RECORDS FOR THE TASK Block Start

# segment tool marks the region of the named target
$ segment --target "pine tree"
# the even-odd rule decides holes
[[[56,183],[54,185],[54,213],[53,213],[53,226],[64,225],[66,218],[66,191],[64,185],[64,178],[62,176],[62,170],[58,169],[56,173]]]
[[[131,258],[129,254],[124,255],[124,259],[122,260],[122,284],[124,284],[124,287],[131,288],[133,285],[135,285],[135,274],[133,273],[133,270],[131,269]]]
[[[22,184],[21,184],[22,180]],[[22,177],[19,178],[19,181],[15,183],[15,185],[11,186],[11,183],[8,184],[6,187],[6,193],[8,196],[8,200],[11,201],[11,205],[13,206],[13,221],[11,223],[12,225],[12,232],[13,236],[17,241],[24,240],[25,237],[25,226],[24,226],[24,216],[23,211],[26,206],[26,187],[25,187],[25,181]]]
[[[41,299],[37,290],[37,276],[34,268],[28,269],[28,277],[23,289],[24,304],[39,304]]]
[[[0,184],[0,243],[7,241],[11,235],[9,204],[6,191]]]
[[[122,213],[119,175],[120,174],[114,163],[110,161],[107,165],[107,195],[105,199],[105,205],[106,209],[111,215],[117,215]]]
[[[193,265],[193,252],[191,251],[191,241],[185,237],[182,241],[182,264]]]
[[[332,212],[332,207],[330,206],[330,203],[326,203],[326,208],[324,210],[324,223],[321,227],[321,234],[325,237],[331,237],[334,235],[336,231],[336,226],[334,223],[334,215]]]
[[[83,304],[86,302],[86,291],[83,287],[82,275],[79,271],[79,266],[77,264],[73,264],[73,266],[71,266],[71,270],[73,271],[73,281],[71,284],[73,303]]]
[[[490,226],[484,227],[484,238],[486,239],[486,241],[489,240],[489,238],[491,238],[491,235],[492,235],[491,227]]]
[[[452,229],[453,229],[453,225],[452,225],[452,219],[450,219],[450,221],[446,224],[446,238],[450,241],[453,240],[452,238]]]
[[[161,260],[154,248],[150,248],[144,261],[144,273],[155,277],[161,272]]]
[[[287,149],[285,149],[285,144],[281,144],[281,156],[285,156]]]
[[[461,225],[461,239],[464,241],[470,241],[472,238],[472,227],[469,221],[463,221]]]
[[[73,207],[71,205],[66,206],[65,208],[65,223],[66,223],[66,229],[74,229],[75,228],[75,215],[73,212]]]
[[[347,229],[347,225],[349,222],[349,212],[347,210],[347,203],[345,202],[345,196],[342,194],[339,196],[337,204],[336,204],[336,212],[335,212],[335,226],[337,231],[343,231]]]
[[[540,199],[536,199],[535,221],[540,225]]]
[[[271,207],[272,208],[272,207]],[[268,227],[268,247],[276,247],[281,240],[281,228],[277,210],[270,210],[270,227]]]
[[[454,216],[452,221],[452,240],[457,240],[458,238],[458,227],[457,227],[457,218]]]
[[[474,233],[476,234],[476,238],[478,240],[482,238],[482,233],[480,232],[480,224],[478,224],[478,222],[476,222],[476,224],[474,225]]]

RECORDS FOR THE TASK Block End

> DIRECTIONS
Wherever the string "segment" appears in the records, copy the whole line.

> TASK OUTPUT
# segment tool marks the region of the named target
$ segment --target "pine tree"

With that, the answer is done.